● **Do this**: Filter the material below and copy out every line that contains the string "rock".

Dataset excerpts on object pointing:
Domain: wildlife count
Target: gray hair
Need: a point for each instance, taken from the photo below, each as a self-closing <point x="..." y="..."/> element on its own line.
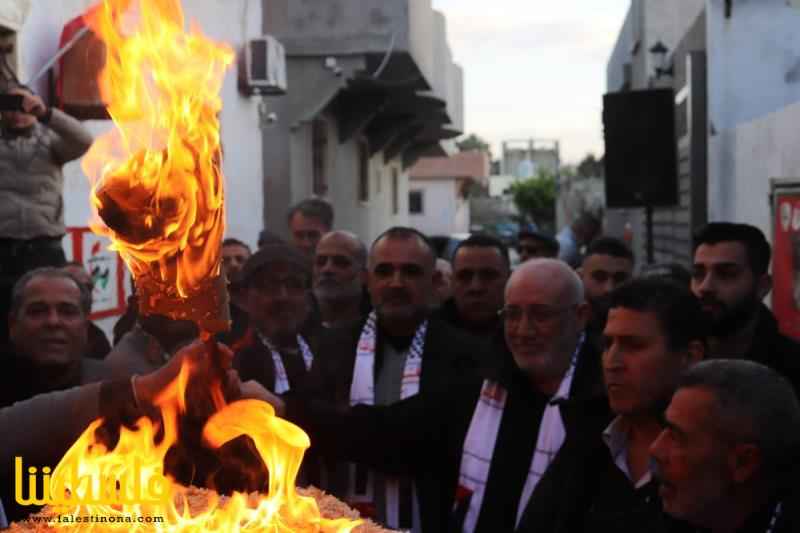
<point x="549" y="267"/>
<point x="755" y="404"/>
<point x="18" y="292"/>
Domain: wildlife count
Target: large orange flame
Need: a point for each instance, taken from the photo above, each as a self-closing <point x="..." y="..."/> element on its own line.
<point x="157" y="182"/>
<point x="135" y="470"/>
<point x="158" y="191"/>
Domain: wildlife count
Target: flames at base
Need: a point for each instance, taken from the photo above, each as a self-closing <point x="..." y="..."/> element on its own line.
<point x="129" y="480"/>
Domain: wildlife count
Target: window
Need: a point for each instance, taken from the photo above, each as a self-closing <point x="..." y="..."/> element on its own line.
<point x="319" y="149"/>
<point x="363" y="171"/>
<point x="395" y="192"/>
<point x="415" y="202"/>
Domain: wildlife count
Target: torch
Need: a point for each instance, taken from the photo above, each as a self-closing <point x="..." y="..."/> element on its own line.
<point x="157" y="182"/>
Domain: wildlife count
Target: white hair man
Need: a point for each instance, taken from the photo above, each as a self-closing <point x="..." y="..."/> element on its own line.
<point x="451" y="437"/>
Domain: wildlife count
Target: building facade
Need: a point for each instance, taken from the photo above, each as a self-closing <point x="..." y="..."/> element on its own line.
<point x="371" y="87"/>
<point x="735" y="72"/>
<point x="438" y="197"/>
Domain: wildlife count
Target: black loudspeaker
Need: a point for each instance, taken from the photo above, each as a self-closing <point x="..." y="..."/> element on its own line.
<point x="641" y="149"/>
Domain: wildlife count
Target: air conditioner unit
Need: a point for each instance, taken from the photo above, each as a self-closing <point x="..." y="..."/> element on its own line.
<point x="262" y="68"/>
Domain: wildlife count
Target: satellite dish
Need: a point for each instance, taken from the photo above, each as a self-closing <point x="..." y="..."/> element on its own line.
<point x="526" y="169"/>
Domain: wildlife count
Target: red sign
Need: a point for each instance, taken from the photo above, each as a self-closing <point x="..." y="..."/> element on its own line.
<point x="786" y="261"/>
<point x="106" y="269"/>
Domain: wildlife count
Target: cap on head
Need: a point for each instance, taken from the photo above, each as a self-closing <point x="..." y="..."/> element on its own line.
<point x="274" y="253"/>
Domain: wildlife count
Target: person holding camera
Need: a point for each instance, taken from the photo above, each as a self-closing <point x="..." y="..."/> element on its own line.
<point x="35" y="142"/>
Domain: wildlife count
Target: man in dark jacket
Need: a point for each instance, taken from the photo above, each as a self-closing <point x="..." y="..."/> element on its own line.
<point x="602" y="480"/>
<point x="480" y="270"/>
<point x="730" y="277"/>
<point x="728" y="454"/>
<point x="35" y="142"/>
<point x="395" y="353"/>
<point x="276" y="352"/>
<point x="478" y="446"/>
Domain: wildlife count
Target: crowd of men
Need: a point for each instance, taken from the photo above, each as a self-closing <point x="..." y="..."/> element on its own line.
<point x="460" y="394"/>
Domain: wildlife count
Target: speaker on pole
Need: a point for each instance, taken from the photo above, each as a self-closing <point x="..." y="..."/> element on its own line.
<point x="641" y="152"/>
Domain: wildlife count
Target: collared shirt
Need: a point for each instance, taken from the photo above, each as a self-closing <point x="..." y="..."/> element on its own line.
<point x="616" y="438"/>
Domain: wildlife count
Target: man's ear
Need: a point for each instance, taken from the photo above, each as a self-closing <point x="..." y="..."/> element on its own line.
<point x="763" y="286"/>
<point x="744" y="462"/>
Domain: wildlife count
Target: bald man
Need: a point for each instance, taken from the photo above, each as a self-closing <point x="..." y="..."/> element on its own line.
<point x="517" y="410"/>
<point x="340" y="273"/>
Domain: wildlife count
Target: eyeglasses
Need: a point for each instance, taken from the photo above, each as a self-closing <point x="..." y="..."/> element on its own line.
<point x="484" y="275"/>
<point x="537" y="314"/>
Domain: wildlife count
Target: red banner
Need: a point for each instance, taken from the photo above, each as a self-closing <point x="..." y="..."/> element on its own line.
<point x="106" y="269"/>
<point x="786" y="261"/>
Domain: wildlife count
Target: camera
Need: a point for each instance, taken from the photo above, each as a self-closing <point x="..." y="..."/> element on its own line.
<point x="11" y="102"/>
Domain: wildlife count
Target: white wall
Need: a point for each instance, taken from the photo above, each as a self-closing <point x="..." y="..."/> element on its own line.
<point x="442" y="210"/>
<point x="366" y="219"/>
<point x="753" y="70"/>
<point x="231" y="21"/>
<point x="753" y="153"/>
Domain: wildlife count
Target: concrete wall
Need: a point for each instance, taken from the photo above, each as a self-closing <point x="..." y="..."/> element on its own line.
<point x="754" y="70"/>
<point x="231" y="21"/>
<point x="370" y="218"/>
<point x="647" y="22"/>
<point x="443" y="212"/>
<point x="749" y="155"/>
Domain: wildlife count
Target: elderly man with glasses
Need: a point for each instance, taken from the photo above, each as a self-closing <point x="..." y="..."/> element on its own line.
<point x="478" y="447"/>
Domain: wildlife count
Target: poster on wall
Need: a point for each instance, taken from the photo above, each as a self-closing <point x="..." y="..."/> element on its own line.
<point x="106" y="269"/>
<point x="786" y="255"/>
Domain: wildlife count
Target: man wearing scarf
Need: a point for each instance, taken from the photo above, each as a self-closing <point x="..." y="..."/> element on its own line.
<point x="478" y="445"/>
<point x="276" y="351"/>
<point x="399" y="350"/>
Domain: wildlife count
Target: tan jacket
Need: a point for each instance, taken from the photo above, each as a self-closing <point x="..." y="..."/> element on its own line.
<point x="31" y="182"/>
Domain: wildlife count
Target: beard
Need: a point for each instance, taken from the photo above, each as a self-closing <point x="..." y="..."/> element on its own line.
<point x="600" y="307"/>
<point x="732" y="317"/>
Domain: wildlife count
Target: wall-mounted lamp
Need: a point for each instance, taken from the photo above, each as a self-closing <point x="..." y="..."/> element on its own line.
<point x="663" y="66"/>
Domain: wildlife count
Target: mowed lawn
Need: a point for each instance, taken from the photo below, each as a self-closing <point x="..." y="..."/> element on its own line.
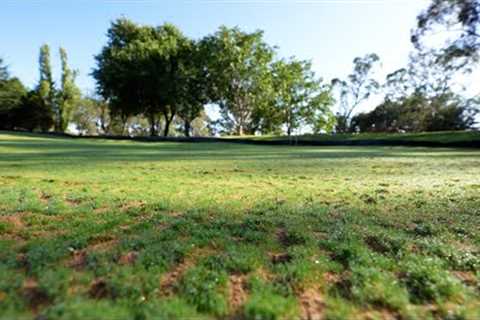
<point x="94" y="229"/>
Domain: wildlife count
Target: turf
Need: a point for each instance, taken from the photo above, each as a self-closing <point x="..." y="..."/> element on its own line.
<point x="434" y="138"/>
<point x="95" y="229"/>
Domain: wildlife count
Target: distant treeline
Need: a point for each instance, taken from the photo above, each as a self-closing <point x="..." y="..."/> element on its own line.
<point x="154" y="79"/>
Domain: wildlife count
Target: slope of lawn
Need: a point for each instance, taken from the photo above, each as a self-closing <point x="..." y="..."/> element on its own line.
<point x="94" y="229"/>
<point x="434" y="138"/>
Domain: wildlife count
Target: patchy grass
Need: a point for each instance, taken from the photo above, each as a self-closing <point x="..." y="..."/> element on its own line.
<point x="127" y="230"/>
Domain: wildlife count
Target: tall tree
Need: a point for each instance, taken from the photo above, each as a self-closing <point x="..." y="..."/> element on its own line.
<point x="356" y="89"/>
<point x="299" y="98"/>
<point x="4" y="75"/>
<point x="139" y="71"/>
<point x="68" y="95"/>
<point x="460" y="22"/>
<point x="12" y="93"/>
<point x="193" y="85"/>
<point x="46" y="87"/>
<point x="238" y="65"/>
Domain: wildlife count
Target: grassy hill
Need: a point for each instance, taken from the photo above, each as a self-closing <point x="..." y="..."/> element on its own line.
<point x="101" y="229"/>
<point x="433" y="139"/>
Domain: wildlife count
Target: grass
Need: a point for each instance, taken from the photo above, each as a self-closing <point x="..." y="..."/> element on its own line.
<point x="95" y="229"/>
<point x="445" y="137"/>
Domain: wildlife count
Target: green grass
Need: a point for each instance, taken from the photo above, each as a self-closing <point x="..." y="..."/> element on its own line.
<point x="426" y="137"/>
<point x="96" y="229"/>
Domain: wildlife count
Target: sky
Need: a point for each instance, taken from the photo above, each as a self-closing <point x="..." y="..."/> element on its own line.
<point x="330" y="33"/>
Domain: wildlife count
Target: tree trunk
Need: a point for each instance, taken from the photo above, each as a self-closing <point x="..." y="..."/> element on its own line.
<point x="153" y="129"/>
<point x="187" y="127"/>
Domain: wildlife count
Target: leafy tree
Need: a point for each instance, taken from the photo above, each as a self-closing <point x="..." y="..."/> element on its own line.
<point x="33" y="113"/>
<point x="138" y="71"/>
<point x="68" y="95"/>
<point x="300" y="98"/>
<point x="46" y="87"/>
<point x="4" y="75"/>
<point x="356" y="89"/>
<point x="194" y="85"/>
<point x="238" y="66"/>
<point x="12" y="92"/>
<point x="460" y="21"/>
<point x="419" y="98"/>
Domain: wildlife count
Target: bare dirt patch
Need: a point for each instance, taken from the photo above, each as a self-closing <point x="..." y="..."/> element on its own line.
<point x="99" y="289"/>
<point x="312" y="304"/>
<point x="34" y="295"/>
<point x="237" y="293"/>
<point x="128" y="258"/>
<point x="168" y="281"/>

==

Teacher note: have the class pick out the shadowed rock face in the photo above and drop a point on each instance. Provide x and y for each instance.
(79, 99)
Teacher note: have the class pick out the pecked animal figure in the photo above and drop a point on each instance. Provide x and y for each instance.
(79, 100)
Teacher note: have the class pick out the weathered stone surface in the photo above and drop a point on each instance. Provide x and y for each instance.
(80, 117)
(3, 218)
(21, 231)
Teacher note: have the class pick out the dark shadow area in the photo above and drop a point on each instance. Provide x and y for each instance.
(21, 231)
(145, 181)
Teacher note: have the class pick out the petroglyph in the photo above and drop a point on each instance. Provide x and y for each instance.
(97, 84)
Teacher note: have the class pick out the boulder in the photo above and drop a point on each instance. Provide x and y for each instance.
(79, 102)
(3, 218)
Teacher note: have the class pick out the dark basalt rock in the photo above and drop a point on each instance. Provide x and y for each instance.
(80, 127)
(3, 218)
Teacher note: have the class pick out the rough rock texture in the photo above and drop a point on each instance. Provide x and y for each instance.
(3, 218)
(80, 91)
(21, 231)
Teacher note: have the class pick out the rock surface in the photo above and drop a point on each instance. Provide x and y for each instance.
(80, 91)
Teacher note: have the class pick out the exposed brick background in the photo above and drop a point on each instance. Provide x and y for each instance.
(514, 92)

● **Problem solution**:
Teacher note: have the class pick out the shadowed rock face in the photo above and drop a point on each instance. Provide x and y for each instance.
Teacher note: have the class pick out the dark basalt rock in the photo above and drop a point on each instance. Provide x and y for each instance.
Teacher note: have the class pick out the rough rock texture in the photo above and drop a point on each instance. Provide x and y for each instance.
Teacher note: have the class pick out the rock surface in the photo above and drop a point on each instance. Provide x and y for each instance.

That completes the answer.